Copy every line of the material below word for word, leaving out the pictures.

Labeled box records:
● ● ● ● ● ● ●

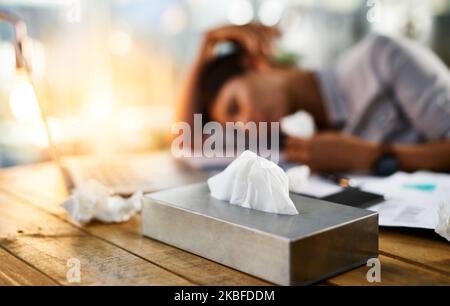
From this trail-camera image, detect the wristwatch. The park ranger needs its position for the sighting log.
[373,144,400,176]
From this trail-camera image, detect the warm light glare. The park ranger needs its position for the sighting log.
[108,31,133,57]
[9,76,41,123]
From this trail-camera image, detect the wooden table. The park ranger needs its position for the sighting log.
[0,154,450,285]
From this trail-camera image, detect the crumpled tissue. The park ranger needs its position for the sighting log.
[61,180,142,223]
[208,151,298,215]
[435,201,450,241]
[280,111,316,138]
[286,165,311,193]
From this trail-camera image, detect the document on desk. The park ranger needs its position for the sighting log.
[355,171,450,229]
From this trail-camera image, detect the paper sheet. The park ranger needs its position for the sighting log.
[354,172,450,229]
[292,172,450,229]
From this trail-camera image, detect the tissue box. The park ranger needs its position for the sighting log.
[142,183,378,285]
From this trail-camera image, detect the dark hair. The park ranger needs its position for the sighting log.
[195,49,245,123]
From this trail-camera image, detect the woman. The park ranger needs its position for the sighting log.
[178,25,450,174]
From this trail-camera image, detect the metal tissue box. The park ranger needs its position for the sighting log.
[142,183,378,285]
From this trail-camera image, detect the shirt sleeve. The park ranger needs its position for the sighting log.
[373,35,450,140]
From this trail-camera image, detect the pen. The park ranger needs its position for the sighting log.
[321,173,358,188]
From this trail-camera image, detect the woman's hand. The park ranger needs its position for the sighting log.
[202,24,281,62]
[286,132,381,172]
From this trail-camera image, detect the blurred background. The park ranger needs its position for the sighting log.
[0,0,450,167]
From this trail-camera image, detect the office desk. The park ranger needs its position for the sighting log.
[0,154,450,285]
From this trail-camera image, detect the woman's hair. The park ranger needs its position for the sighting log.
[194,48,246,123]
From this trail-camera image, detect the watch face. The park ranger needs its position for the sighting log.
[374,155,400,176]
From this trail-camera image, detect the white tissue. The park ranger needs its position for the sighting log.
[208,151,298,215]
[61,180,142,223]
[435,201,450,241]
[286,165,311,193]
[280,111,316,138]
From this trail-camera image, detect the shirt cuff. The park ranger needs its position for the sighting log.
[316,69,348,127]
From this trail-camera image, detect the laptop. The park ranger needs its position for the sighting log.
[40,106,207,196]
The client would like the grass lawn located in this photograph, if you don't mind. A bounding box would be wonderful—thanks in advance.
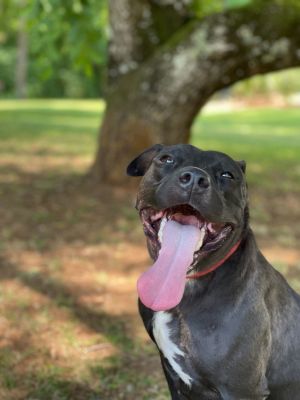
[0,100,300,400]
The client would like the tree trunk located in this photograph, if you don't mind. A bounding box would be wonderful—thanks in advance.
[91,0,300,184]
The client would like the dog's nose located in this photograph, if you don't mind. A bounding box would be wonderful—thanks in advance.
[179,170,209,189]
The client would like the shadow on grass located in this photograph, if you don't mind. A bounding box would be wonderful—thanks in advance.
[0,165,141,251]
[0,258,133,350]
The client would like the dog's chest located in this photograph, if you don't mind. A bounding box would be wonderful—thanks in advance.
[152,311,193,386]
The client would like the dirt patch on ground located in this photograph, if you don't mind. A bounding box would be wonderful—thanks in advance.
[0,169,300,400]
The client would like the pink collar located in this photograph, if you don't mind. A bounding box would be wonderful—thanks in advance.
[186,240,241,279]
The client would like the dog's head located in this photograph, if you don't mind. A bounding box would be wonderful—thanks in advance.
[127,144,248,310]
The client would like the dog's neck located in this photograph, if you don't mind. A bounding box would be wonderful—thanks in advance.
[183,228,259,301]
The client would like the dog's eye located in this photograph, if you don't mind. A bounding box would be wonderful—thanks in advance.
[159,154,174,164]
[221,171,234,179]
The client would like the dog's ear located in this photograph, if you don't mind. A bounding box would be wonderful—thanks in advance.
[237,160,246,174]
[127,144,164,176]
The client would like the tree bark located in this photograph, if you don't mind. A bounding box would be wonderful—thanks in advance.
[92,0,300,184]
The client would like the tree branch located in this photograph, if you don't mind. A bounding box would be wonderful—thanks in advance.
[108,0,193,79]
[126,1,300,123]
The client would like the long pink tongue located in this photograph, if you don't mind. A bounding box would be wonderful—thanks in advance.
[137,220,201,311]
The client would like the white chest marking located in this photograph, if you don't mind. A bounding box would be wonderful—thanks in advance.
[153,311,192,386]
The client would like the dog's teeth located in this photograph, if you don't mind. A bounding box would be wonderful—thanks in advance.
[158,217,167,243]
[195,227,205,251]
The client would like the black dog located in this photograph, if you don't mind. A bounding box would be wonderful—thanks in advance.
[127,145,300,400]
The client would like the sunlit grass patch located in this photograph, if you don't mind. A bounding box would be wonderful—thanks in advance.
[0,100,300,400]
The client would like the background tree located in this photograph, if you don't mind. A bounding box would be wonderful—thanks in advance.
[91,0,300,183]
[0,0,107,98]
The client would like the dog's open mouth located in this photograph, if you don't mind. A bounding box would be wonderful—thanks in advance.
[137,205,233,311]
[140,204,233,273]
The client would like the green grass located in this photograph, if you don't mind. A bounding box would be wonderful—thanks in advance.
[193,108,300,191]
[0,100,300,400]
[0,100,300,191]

● ● ● ● ● ● ●

### Result of this exercise
From this trail-camera image, detect the wristwatch. The park ranger needs its position for the sighting log.
[373,144,400,176]
From this trail-camera image, detect the warm light glare. The park ranger needs its position for the sighting log.
[108,31,133,57]
[9,76,41,123]
From this trail-camera image, detect the wooden table. The park ranger needs its position for the sighting log.
[0,154,450,285]
From this trail-camera image, detect the crumpled tissue. The park ranger needs its position for the sighting log.
[61,180,142,223]
[208,151,298,215]
[435,201,450,241]
[280,111,316,138]
[286,165,311,193]
From this trail-camera image, detect the document on desk. The park ranger needs its position for the sighting log.
[355,171,450,229]
From this trail-camera image, detect the paper sheet. The park ranger needs its position for the sighting log.
[354,172,450,229]
[292,172,450,229]
From this trail-camera image, detect the tissue box. The park ranger needs its position for the sighting log.
[142,183,378,285]
From this trail-camera image, detect the dark hair. The park ranger needs its position for the sighting log.
[195,49,245,123]
From this trail-camera image, detect the woman. The park ranger needs its position for the sighting log.
[178,25,450,174]
From this trail-camera image, detect the metal tissue box. The park ranger needs its position for the sighting log.
[142,183,378,285]
From this trail-camera image, detect the shirt sleeve. The park ranger needs its position for the sighting log.
[373,35,450,140]
From this trail-camera image, detect the pen. The park ranger needs its position for the sighting log.
[321,173,358,188]
From this trail-camera image, detect the woman's hand. The park ranger needs its position for the sighting log.
[202,24,281,62]
[286,132,381,172]
From this trail-camera image, detect the blurred background. The park ranger needs its position for the sighting log.
[0,0,450,167]
From this trail-camera image, detect the office desk. The park ranger needs its position for the sighting log.
[0,154,450,285]
From this trail-camera image, detect the woman's hair. The park ranger needs its position for the sighting log.
[194,48,246,123]
From this trail-camera image, detect the watch face. The park ranger needs its position for the sighting log.
[374,155,400,176]
From this trail-camera image, detect the white tissue. The park ranger needs its position for the sighting log.
[208,151,298,215]
[61,180,142,223]
[435,201,450,241]
[286,165,311,193]
[280,111,316,138]
From this trail-camera image, detect the shirt cuff. The park ranger needs its position for the sighting log.
[316,69,348,127]
From this trail-camera image, detect the laptop. The park ranger needs its position for the sighting log.
[40,106,207,196]
The client would like the grass lawn located in this photograph, if you don't mind. A bounding box would be wonderful—thanks in advance.
[0,100,300,400]
The client would like the tree trunk located in this photograph, if you don't mind. A bounding box would be wonderful—thanks in advance.
[91,0,300,184]
The client would like the dog's nose located in this photograph, if you don't mind. A bounding box would be wonderful—thanks in advance.
[179,170,209,189]
The client would like the shadow on grass located in this photograph, if you don't mind. A bounding box would be wonderful—thanks in advance.
[0,165,141,251]
[0,258,133,350]
The client would like the dog's chest located in this photograph, if you don't mind. A bounding box would be wonderful—thanks in advance.
[152,311,193,386]
The client would like the dirt patch on ground located in this photograph, if you don't mind. A bounding box would be wonderful—thanks in advance.
[0,169,300,400]
The client would like the pink collar located in this photograph, if you don't mind. A bounding box would be wonderful—thanks in advance.
[186,240,241,279]
The client would like the dog's head located in this photograph, if you don't mind. A bounding box would be wonderful—thanks in advance.
[127,144,248,310]
The client would like the dog's neck located in this photograph, if you don't mind. A bounding box would be wonderful—thanks in advance.
[183,228,259,301]
The client would like the dog's eye located in this photograph, if you don't mind. A bounding box would be wonderful—thanks in advance.
[159,154,174,164]
[221,171,234,179]
The client would like the dog's ear located in this photograph, if you don't mind. A bounding box would be wonderful—thanks in advance.
[237,160,246,174]
[127,144,164,176]
The client would like the tree bark located in this photograph, if you don't mind. A bounding box would be wonderful—thanks in advance.
[92,0,300,184]
The client would like the tree branch located in this photograph, if you don't mind. A bounding box would be wonderful—thanks in advance.
[108,0,193,79]
[126,1,300,123]
The client would like the long pink tongue located in this photograph, if you don't mind. A bounding box would be wonderful—thanks in advance.
[137,220,201,311]
The client would like the white chest marking located in this photograph, if you don't mind. A bounding box would be wonderful—thanks in advance.
[153,311,192,386]
The client would like the dog's teeth located in this photograph, if you don't mind. A bounding box would be wonderful—thanks in advance.
[158,217,167,243]
[195,227,205,251]
The client would like the black dog located in this photograph, if you don't mind. A bounding box would be wonderful—thanks in advance.
[127,145,300,400]
The client would like the sunlit grass patch located in this photograph, if you don't mind. A bounding box would be wonderful—thanks in advance.
[0,100,300,400]
The client would like the background tree located in this photograph, if you don't mind. A bounding box would be wonderful—thanks in advance.
[91,0,300,183]
[0,0,107,98]
The client would like the dog's open mouth located in this photograph, if you don't mind. A bounding box would be wonderful—thanks in advance.
[137,205,233,311]
[140,204,233,273]
The client would like the green grass located in this photograph, if you don't mind. A bounding box would be wonderful—thanks in advance.
[193,108,300,191]
[0,100,300,400]
[0,100,300,191]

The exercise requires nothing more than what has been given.